━━━━━ Supplied material ━━━━━
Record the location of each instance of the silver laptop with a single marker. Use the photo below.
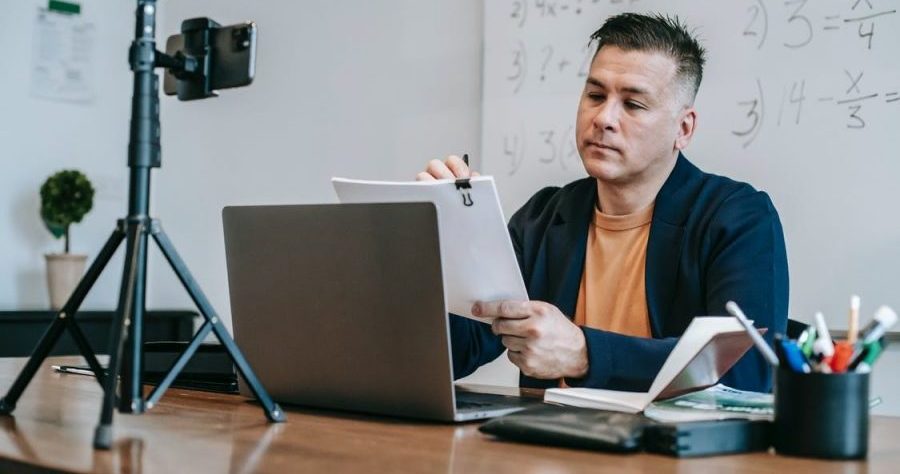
(342, 306)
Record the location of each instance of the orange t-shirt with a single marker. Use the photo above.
(612, 296)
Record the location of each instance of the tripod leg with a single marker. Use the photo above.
(63, 319)
(273, 412)
(179, 364)
(118, 333)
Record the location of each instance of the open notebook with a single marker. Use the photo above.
(708, 348)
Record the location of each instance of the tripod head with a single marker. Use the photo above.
(207, 56)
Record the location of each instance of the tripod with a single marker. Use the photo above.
(126, 335)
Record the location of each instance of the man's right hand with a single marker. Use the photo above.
(453, 167)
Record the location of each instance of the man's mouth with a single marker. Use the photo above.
(601, 146)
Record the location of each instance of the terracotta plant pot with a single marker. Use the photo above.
(64, 271)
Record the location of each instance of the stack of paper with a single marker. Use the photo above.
(477, 256)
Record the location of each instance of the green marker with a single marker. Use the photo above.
(873, 350)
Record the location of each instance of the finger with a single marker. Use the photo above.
(424, 176)
(459, 168)
(510, 309)
(520, 328)
(514, 343)
(439, 170)
(518, 360)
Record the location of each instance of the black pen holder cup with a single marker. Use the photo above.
(822, 415)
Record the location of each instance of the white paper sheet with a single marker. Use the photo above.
(477, 257)
(63, 56)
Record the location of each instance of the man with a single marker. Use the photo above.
(617, 264)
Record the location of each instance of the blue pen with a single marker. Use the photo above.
(795, 358)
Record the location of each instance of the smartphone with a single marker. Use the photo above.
(232, 51)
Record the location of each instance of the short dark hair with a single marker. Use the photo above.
(658, 33)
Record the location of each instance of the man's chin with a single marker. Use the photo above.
(603, 169)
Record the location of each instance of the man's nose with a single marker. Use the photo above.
(607, 117)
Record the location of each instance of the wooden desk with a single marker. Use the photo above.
(201, 432)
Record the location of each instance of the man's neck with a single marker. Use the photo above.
(619, 199)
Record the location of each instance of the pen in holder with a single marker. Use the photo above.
(822, 415)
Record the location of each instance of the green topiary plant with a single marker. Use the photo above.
(65, 199)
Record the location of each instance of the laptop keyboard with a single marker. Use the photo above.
(470, 401)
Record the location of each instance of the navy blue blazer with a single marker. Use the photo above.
(711, 240)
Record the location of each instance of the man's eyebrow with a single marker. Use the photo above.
(631, 89)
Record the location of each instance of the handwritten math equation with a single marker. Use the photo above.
(522, 10)
(802, 26)
(551, 146)
(794, 101)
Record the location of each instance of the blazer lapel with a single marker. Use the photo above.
(566, 246)
(672, 206)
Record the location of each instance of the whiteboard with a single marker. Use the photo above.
(799, 98)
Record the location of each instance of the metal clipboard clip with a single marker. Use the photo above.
(463, 185)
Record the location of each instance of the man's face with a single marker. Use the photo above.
(631, 117)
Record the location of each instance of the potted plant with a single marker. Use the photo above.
(65, 199)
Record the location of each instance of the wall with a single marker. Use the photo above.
(39, 137)
(368, 89)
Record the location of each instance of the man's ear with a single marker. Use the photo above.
(687, 123)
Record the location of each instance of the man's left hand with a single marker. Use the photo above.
(542, 342)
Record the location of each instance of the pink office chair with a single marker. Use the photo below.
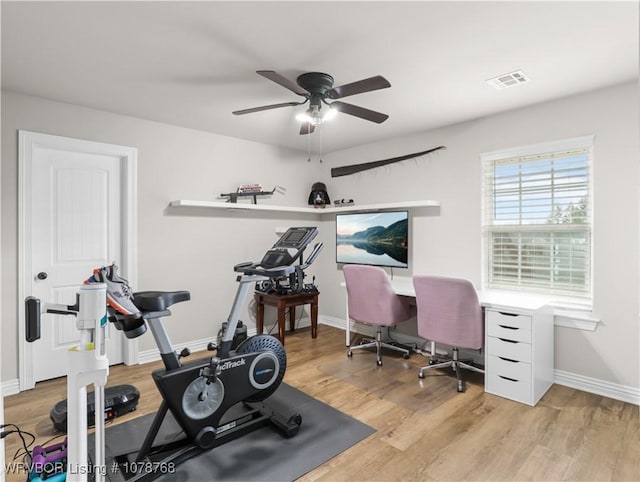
(372, 301)
(449, 313)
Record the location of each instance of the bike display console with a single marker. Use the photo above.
(285, 278)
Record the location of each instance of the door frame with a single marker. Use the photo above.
(27, 141)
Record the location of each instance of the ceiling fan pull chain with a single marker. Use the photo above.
(309, 148)
(321, 138)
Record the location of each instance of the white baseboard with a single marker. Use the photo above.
(598, 387)
(579, 382)
(10, 387)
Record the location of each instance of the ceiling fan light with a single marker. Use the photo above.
(329, 113)
(304, 116)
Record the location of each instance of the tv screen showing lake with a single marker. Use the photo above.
(373, 238)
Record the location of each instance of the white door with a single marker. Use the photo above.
(74, 218)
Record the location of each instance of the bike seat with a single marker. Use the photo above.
(159, 300)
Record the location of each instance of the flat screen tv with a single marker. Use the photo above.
(376, 238)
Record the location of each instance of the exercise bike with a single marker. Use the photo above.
(200, 393)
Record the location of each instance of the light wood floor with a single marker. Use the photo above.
(426, 431)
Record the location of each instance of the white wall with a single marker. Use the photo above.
(197, 251)
(177, 249)
(451, 242)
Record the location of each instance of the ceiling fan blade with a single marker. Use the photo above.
(265, 107)
(358, 87)
(370, 115)
(283, 81)
(306, 128)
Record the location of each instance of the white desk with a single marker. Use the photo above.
(518, 341)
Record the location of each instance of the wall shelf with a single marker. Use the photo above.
(308, 210)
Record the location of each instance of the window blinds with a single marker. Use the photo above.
(537, 220)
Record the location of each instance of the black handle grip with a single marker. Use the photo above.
(32, 318)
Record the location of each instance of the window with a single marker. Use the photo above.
(537, 218)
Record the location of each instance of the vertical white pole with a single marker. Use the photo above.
(88, 364)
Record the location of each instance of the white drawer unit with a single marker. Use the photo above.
(518, 354)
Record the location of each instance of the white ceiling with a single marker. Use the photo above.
(193, 63)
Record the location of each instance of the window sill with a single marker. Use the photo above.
(567, 312)
(575, 316)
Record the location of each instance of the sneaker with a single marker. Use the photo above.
(119, 294)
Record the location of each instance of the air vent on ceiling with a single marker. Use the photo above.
(508, 80)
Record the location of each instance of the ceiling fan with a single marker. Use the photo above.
(317, 88)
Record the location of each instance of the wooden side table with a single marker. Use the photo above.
(282, 303)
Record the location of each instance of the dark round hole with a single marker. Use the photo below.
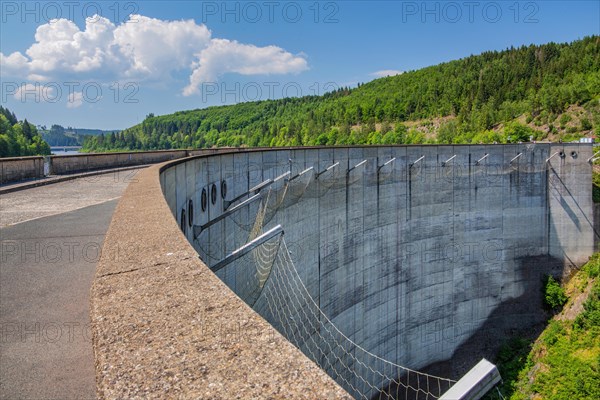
(182, 220)
(223, 189)
(213, 194)
(203, 200)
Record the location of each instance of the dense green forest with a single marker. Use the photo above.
(19, 138)
(58, 136)
(547, 92)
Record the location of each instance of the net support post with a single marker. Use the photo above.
(482, 378)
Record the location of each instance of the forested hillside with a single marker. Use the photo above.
(19, 138)
(545, 92)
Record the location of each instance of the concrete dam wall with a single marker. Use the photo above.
(425, 257)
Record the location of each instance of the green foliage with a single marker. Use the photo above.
(19, 138)
(477, 93)
(512, 358)
(595, 186)
(554, 295)
(564, 363)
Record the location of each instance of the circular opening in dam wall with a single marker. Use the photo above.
(203, 200)
(213, 194)
(190, 212)
(392, 268)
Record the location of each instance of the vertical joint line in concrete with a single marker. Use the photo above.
(515, 157)
(448, 160)
(328, 169)
(418, 160)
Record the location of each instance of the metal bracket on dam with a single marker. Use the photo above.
(420, 256)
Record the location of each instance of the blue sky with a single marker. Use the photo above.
(132, 58)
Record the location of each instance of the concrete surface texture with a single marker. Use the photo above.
(47, 269)
(426, 256)
(61, 197)
(20, 168)
(164, 326)
(50, 242)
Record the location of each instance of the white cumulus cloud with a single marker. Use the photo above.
(75, 100)
(225, 56)
(143, 48)
(386, 72)
(34, 92)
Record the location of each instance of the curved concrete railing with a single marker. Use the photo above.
(164, 326)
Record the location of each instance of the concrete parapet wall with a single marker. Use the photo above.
(21, 168)
(429, 260)
(164, 326)
(61, 165)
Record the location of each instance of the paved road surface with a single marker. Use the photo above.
(47, 266)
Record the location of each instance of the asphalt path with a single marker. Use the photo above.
(46, 270)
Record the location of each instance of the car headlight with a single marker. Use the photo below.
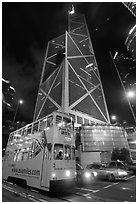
(123, 173)
(53, 175)
(87, 175)
(67, 173)
(95, 173)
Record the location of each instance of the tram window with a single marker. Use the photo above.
(24, 132)
(73, 153)
(42, 125)
(19, 155)
(58, 151)
(25, 154)
(30, 153)
(67, 155)
(35, 127)
(66, 121)
(29, 129)
(15, 155)
(50, 121)
(58, 119)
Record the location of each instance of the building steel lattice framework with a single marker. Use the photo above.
(70, 79)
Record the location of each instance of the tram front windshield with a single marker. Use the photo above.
(63, 121)
(63, 152)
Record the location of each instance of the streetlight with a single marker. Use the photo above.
(113, 117)
(19, 102)
(130, 94)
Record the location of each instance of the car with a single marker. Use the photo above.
(129, 167)
(109, 171)
(83, 175)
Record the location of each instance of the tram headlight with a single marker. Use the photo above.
(53, 175)
(87, 175)
(95, 173)
(67, 173)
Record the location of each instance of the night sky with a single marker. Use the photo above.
(26, 29)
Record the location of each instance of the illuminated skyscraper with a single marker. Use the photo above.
(131, 38)
(70, 79)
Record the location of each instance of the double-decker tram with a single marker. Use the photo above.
(42, 154)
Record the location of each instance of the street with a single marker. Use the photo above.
(98, 191)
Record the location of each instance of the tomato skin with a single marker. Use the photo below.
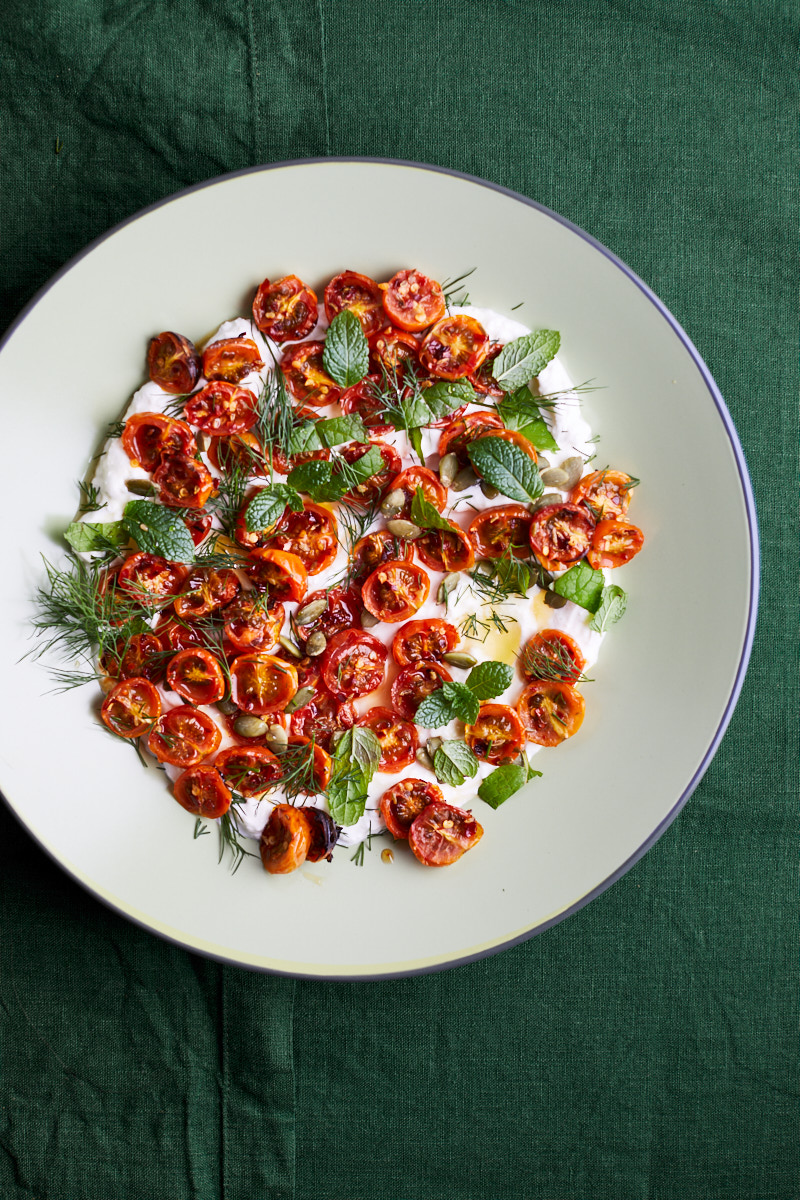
(197, 676)
(262, 683)
(306, 377)
(549, 712)
(423, 641)
(398, 738)
(396, 591)
(284, 839)
(505, 527)
(414, 683)
(354, 664)
(286, 310)
(361, 295)
(441, 834)
(283, 574)
(403, 802)
(131, 708)
(560, 534)
(455, 347)
(497, 736)
(202, 791)
(614, 543)
(413, 301)
(311, 535)
(230, 359)
(173, 363)
(150, 437)
(182, 481)
(221, 409)
(184, 737)
(552, 654)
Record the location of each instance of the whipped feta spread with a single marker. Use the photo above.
(523, 617)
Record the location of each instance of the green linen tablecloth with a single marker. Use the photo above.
(644, 1049)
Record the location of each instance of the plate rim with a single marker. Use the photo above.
(753, 565)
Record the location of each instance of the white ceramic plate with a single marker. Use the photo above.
(668, 675)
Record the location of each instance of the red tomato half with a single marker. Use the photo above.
(441, 834)
(286, 310)
(173, 363)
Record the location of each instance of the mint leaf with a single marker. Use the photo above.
(489, 679)
(582, 585)
(269, 505)
(506, 467)
(158, 529)
(522, 360)
(85, 535)
(347, 352)
(426, 515)
(453, 763)
(613, 604)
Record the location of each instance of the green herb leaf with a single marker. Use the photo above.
(489, 679)
(85, 535)
(455, 763)
(506, 467)
(347, 352)
(522, 360)
(612, 606)
(269, 505)
(582, 585)
(158, 529)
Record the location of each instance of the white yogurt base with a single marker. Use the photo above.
(529, 615)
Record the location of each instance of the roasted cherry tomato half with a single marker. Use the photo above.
(252, 623)
(552, 654)
(549, 712)
(248, 771)
(221, 409)
(205, 592)
(419, 477)
(443, 550)
(494, 532)
(286, 310)
(614, 543)
(398, 738)
(322, 718)
(197, 676)
(455, 347)
(403, 802)
(262, 683)
(497, 736)
(131, 708)
(606, 493)
(306, 377)
(441, 834)
(150, 579)
(359, 294)
(182, 481)
(173, 363)
(354, 664)
(184, 737)
(230, 359)
(461, 431)
(413, 301)
(311, 535)
(423, 641)
(202, 791)
(372, 489)
(414, 683)
(396, 591)
(150, 437)
(560, 534)
(277, 571)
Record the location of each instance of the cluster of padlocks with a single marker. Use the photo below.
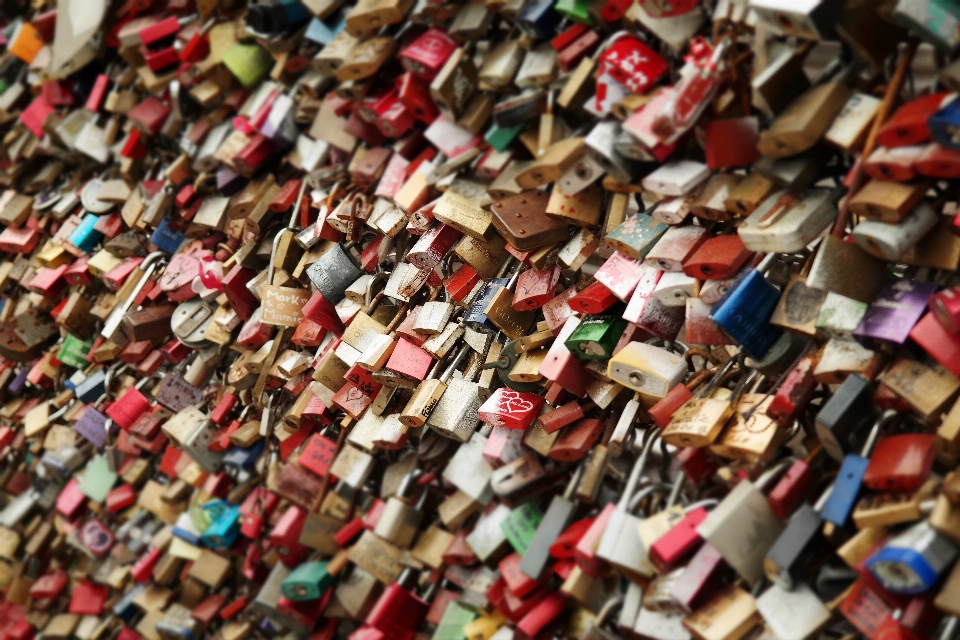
(479, 319)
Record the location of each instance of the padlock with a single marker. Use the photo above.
(650, 370)
(783, 224)
(846, 489)
(744, 509)
(912, 561)
(891, 241)
(805, 121)
(619, 544)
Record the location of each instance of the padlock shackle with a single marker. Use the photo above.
(766, 263)
(608, 608)
(266, 417)
(148, 266)
(822, 500)
(676, 489)
(636, 471)
(951, 629)
(574, 481)
(871, 440)
(776, 385)
(714, 382)
(709, 503)
(768, 476)
(453, 365)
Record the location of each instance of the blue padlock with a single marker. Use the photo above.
(744, 311)
(538, 19)
(186, 529)
(945, 126)
(475, 318)
(84, 237)
(166, 238)
(849, 482)
(244, 458)
(912, 561)
(224, 530)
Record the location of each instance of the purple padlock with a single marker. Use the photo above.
(92, 425)
(894, 311)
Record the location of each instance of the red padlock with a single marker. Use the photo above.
(543, 616)
(318, 455)
(285, 536)
(120, 498)
(900, 463)
(408, 360)
(897, 164)
(432, 246)
(150, 115)
(567, 36)
(939, 162)
(633, 64)
(790, 489)
(595, 298)
(235, 288)
(576, 440)
(908, 125)
(941, 345)
(48, 282)
(142, 569)
(562, 416)
(398, 612)
(511, 409)
(718, 258)
(536, 288)
(700, 579)
(97, 93)
(17, 240)
(286, 197)
(946, 306)
(461, 282)
(128, 408)
(253, 155)
(732, 142)
(223, 408)
(50, 585)
(675, 546)
(426, 55)
(564, 547)
(586, 550)
(519, 583)
(414, 94)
━━━━━
**Problem description:** Using the material above, extract the line that contains "Record the location of each instance of the purple" and every line after it, exactly as given; stop at the last line.

**Output of the exercise:**
Record the location of each instance of the purple padlock with a single marker. Use the photo above.
(92, 425)
(894, 311)
Record the location of each instance of the red padlock with a single marker. Use the photo above.
(543, 616)
(318, 455)
(285, 536)
(120, 498)
(900, 463)
(408, 360)
(897, 164)
(432, 246)
(150, 115)
(567, 36)
(939, 162)
(633, 64)
(790, 489)
(595, 298)
(235, 288)
(576, 440)
(908, 125)
(941, 345)
(48, 282)
(142, 569)
(562, 416)
(398, 612)
(511, 409)
(718, 258)
(536, 288)
(700, 579)
(97, 93)
(17, 240)
(286, 197)
(946, 306)
(461, 282)
(128, 408)
(253, 155)
(732, 142)
(223, 408)
(50, 585)
(675, 546)
(426, 55)
(564, 547)
(586, 550)
(519, 583)
(414, 94)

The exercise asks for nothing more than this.